▸ **Written task**
Report each line in the entries below that contains the word "person", copying every such line in full.
------ Record list ------
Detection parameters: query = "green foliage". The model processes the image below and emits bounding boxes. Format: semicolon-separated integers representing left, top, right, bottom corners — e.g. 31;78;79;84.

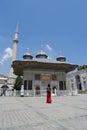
77;65;87;70
14;76;23;90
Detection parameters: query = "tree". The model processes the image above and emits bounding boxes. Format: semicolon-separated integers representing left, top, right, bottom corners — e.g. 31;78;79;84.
14;76;23;90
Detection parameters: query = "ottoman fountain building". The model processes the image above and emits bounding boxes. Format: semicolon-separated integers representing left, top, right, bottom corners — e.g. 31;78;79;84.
12;49;77;94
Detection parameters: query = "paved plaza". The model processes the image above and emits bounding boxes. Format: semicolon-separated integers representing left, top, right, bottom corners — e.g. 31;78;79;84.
0;94;87;130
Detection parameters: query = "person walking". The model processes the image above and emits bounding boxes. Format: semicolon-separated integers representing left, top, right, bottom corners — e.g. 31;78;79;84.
47;84;52;103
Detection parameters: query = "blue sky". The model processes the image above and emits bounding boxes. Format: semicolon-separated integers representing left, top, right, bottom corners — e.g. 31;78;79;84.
0;0;87;75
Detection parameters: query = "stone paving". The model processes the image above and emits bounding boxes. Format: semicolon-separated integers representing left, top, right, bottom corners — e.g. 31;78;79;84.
0;94;87;130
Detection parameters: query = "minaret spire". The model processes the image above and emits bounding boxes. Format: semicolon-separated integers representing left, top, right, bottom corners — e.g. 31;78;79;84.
13;23;18;43
12;24;18;61
7;24;18;87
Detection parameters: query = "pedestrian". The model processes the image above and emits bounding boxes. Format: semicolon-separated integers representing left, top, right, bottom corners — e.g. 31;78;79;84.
47;84;52;103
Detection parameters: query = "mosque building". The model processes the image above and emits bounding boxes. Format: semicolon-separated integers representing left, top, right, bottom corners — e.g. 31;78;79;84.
10;24;78;94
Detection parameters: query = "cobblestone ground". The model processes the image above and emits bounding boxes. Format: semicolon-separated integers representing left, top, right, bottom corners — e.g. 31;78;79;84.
0;94;87;130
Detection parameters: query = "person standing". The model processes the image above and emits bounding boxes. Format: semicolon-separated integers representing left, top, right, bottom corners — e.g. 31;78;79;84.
47;84;52;103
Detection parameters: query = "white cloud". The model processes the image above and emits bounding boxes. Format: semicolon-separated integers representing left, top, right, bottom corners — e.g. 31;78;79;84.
46;44;53;51
0;47;12;64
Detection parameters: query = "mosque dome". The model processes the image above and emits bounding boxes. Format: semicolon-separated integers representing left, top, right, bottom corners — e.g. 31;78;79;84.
56;52;66;62
36;49;48;59
23;48;33;60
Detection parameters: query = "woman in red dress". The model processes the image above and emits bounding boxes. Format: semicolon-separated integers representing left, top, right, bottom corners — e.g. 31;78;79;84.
47;84;52;103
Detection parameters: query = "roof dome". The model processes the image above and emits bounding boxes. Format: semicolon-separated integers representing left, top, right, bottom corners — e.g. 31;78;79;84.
56;52;66;62
23;48;33;60
36;49;48;58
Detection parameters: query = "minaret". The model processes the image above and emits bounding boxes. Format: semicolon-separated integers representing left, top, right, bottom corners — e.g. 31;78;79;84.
7;24;18;87
12;24;18;62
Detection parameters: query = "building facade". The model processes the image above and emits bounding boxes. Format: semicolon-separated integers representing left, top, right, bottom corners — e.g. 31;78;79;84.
12;49;77;94
67;69;87;92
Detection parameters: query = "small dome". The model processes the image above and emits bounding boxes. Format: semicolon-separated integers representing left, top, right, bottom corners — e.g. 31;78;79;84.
56;53;66;62
36;49;48;58
23;49;33;59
------
▸ **Answer to the problem**
Detection parameters: query = "person walking". The model processes the image above and emits bounding boxes. Format: semicolon-separated integers representing left, top, right, bottom corners — e.g. 31;78;79;84.
Detection parameters: query = "person standing". The model processes the image above and emits bounding boxes. Format: semicolon-separated integers representing left, top, right, bottom corners — e.g. 31;78;79;84.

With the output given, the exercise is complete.